__PARTS OF THE EXERCISE__
**A)** From the source passage, list every value accepted by the --device argument.
**B)** Reproduce everything in the source passage from "Add device context" down to "help='Execution context device')", substituting "xpu" for "gpu".

Add device context parameter

bench.py

@@ -176,6 +176,10 @@ def parse_args(parser, size=None, loop_types=(),
     parser.add_argument('--no-intel-optimized', default=False, action='store_true',
                         help='Use no intel optimized version. '
                              'Now avalible for scikit-learn benchmarks'),
+    parser.add_argument('--device', default='None', type=str,
+                        choices=('host', 'cpu', 'gpu', 'None'),
+                        help='Execution context device')
+
     for data in ['X', 'y']:
         for stage in ['train', 'test']:
             parser.add_argument(f'--file-{data}-{stage}',
@@ -197,6 +201,14 @@ def parse_args(parser, size=None, loop_types=(),
         except ImportError:
             print('Failed to import daal4py.sklearn.patch_sklearn.'
                   'Use stock version scikit-learn', file=sys.stderr)
+            params.device = 'None'
+    else:
+        if params.device != 'None':
+            print('Device context is not supported for stock scikit-learn.'
+                  'Please use --no-intel-optimized=False with'
+                  f'--device={params.device} parameter. Fallback to --device=None.',
+                  file=sys.stderr)
+            params.device = 'None'
 
     # disable finiteness check (default)

__RECORD SET__

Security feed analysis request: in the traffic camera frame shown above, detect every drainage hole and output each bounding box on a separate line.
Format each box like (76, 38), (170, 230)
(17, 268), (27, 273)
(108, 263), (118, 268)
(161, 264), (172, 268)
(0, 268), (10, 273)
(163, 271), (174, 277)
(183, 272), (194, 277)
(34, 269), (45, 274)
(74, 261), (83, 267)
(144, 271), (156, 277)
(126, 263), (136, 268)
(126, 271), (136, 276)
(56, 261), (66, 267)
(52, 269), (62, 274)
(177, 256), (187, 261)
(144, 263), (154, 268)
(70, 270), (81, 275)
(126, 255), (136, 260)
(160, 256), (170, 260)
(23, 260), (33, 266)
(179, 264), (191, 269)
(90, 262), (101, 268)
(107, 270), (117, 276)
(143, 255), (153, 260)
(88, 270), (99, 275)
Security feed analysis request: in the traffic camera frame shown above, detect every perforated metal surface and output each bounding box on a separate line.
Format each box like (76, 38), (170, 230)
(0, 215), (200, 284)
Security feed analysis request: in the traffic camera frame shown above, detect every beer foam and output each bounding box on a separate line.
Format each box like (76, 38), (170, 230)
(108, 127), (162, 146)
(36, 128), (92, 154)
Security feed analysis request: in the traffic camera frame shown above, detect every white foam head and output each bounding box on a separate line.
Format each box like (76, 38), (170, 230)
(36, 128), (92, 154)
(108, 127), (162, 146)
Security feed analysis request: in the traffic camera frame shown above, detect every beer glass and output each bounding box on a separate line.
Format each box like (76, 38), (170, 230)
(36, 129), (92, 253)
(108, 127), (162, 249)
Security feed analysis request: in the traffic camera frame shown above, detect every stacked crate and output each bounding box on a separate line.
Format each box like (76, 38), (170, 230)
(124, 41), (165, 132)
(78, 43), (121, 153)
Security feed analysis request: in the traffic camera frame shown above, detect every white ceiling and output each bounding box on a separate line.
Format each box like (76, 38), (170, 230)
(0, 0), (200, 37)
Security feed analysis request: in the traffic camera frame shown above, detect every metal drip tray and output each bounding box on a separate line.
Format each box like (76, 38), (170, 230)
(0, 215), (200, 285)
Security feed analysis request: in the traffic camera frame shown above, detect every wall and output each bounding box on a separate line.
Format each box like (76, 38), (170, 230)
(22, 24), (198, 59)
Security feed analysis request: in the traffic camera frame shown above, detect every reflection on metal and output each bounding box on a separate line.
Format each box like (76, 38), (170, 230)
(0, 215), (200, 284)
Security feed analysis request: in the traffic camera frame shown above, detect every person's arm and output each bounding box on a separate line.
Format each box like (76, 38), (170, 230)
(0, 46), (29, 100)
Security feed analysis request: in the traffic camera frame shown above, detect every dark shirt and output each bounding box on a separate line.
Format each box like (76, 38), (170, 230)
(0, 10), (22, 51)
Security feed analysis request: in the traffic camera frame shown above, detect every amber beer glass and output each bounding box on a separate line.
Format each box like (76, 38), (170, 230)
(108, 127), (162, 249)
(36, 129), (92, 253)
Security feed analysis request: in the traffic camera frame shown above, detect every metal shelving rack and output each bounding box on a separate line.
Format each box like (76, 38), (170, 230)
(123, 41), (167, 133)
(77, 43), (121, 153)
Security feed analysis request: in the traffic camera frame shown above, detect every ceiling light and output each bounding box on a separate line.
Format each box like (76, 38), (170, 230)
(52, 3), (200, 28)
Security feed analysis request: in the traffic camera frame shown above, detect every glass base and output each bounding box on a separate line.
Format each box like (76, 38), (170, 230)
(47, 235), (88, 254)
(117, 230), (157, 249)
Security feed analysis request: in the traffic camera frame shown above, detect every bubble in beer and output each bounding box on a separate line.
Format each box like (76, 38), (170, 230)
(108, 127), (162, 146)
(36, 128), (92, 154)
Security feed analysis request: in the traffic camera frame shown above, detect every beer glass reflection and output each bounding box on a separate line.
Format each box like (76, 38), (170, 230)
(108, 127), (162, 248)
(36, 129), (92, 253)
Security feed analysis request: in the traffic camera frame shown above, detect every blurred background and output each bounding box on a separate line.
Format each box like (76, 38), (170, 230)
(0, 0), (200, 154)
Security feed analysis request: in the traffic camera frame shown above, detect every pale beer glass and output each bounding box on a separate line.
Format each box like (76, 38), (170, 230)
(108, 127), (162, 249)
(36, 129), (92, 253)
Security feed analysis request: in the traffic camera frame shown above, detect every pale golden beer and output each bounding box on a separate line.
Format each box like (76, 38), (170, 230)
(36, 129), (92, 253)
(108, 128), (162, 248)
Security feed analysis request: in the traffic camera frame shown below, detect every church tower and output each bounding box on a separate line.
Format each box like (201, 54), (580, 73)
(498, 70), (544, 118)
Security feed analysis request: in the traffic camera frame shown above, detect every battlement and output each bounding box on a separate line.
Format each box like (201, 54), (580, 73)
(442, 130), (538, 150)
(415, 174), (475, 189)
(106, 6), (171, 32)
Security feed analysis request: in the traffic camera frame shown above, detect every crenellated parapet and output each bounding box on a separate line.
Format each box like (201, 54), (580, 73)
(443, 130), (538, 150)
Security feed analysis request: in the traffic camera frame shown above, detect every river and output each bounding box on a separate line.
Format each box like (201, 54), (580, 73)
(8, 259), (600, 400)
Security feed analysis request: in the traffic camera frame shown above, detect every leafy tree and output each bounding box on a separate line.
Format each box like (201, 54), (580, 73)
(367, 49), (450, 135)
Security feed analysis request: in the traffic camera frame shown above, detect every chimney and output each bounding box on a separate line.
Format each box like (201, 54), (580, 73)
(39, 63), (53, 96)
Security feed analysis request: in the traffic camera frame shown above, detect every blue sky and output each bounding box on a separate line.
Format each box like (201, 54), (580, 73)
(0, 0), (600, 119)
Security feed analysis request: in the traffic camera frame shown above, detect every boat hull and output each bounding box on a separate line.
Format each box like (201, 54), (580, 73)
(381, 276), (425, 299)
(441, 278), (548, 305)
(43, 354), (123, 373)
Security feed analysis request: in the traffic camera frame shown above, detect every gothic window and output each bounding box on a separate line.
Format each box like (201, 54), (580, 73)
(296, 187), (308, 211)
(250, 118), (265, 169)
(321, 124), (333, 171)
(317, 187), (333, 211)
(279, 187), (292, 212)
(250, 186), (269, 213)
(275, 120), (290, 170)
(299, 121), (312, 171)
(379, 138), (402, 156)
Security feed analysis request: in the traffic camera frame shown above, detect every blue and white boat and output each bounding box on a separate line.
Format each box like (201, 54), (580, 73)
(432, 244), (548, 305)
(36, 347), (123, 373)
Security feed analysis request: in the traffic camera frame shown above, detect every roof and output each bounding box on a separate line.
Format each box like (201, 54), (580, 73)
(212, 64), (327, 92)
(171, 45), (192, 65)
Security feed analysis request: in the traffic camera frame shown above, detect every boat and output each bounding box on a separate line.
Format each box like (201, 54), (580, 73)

__RESULTS__
**A)** host, cpu, gpu, None

**B)**
Add device context parameter

bench.py

@@ -176,6 +176,10 @@ def parse_args(parser, size=None, loop_types=(),
     parser.add_argument('--no-intel-optimized', default=False, action='store_true',
                         help='Use no intel optimized version. '
                              'Now avalible for scikit-learn benchmarks'),
+    parser.add_argument('--device', default='None', type=str,
+                        choices=('host', 'cpu', 'xpu', 'None'),
+                        help='Execution context device')